Brief
List every line of the listing below that contains the word "building", treating uppercase and lowercase as different.

(Excerpts from location labeling data)
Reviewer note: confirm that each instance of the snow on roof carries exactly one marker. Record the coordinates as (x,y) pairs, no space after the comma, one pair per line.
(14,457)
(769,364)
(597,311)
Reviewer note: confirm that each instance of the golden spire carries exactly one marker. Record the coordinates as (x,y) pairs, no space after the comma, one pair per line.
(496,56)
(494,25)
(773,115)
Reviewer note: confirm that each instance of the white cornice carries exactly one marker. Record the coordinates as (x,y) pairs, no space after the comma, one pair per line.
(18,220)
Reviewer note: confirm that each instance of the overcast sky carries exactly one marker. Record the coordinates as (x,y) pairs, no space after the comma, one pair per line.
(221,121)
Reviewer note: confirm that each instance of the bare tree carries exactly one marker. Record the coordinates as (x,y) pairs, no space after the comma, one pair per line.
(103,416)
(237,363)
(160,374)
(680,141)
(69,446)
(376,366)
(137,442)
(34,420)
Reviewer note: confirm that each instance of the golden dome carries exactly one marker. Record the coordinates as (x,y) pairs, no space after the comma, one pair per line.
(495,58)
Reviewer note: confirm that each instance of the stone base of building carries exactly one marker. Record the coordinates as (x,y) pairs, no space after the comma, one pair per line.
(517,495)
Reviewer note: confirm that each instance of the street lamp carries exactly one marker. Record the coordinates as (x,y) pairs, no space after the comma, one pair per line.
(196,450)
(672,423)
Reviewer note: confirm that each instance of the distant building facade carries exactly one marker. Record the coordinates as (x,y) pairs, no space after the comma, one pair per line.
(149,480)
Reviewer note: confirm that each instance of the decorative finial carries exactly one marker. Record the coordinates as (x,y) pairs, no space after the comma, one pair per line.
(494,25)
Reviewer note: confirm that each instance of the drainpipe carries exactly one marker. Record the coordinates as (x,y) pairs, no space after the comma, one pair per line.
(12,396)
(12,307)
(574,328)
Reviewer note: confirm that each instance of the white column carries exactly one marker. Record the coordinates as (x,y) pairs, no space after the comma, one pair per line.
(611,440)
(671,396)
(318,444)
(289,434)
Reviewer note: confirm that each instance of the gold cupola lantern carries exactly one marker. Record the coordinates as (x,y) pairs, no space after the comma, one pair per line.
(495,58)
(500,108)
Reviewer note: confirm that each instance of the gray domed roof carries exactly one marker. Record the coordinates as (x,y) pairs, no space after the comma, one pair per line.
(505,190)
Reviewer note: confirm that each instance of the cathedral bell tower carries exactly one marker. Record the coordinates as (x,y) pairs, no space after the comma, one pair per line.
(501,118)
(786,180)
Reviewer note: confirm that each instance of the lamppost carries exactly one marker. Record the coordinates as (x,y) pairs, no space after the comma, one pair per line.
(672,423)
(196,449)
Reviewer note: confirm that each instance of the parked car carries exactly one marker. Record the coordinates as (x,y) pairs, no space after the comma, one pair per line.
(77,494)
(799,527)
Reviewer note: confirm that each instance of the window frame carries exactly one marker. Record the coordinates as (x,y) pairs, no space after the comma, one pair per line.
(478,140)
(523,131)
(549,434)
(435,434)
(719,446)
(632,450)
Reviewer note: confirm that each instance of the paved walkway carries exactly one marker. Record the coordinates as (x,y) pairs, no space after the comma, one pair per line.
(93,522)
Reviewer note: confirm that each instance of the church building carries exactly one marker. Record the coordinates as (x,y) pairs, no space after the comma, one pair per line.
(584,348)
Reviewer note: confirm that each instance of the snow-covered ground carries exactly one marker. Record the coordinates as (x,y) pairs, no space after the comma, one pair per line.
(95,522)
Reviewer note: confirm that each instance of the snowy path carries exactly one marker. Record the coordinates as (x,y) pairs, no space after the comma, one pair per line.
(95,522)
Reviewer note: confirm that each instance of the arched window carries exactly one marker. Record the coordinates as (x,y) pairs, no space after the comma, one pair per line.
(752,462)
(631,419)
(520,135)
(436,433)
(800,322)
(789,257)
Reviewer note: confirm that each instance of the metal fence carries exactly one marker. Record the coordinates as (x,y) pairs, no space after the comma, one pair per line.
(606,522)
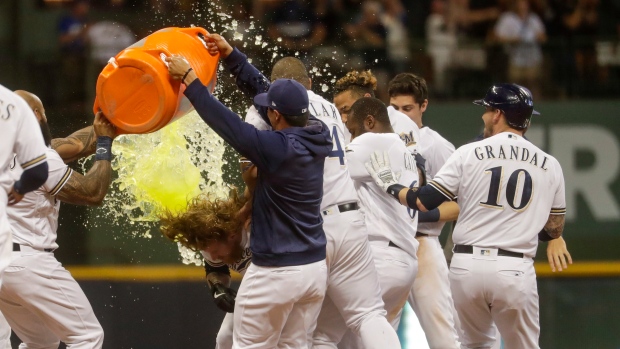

Solution for this problem
Reviewer note: confirm that each instance of the stone base of building carries exactly one marker. Record the coordinates as (x,y) pairs, no space after the comma, one pair per line.
Reviewer note: confirm that each instance of the distant building facade carries exactly one marker. Record the coordinates as (x,y) pairs, no space after the comma, one pair per line.
Reviewer note: confirm that each instance of the church building carries exactly one marker. Record the coordinates as (x,y) pairs, no space after the comma, one pair per line.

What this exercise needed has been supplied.